TASK REQUIREMENTS
I would like every entry below written out exactly.

(Dataset entries)

________

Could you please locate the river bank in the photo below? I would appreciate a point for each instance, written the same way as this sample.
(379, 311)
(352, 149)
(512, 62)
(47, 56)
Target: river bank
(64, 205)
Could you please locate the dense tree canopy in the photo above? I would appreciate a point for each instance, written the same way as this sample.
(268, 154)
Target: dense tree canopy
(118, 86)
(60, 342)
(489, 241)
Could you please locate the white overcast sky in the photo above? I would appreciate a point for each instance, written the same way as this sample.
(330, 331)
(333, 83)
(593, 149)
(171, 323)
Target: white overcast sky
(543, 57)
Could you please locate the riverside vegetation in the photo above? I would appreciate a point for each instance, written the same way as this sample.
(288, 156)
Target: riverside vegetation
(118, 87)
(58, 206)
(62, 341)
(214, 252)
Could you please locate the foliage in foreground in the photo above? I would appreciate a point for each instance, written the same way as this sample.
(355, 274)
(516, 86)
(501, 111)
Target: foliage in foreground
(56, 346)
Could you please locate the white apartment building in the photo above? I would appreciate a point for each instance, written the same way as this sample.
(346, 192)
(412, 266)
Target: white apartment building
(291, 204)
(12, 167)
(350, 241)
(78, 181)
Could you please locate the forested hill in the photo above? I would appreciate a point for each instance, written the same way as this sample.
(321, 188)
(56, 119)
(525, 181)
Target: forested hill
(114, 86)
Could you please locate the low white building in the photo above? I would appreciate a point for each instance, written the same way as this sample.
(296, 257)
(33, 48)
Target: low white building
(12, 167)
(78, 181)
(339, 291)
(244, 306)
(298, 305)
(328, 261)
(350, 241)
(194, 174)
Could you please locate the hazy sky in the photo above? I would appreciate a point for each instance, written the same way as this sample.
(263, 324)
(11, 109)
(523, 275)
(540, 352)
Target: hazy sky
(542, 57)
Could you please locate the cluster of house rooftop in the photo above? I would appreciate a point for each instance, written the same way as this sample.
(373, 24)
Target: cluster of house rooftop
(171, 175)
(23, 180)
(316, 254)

________

EXERCISE SOLUTION
Could you please locate the river bank in the photo below? I would appreciate a point for each instance, written the same way as this sample.
(379, 311)
(352, 149)
(512, 62)
(47, 56)
Target: river bank
(64, 205)
Could you please locate the dense tree canopy in the photo above? I would appreciate a point for each instance, written the same way as this sample.
(268, 154)
Target: dense tree canopy
(118, 86)
(60, 342)
(489, 241)
Could you please locate the white overcast sky in the photo above? I would appreciate a point for each instance, written the same way as this sample.
(330, 331)
(333, 83)
(593, 149)
(171, 323)
Target: white overcast sky
(543, 57)
Could you please locate the riverside vegetation in the photo above? I would appreciate a point for each instance, written the same way as this sample.
(288, 156)
Target: riverside vegetation
(118, 87)
(58, 206)
(62, 341)
(214, 252)
Could you please locate the foliage in foreground in the photo above? I would appreciate a point for each instance, written the same way as this sample.
(355, 274)
(516, 86)
(501, 111)
Target: foliage in foreground
(56, 346)
Could you please locate the white apartment building in the photo above? I would appreciate a point for each instance, written the same way as this sample.
(346, 192)
(412, 266)
Target: white apartment building
(291, 204)
(12, 167)
(350, 241)
(78, 181)
Could you please locate the forested hill in the photo above? I would appreciate a point for each instance, written the same way as this sample.
(321, 188)
(56, 119)
(525, 181)
Target: forested hill
(114, 86)
Could you please locate the low white building in the photo above? I would appreciate a point for each instance, written the same way as this sample.
(296, 257)
(33, 48)
Target: low white building
(12, 167)
(78, 181)
(339, 291)
(244, 306)
(298, 305)
(328, 261)
(350, 241)
(194, 174)
Could you please locate the hazy sky in the photo above? I would appreciate a point for each instance, written the same way as this sample.
(263, 324)
(11, 109)
(523, 275)
(540, 352)
Target: hazy sky
(542, 57)
Could you please locate the cluster of house rooftop in the photo above? I would appreciate a point for each instance, written the same way as this sample.
(373, 24)
Target: cluster of house rooftop
(171, 175)
(23, 180)
(316, 254)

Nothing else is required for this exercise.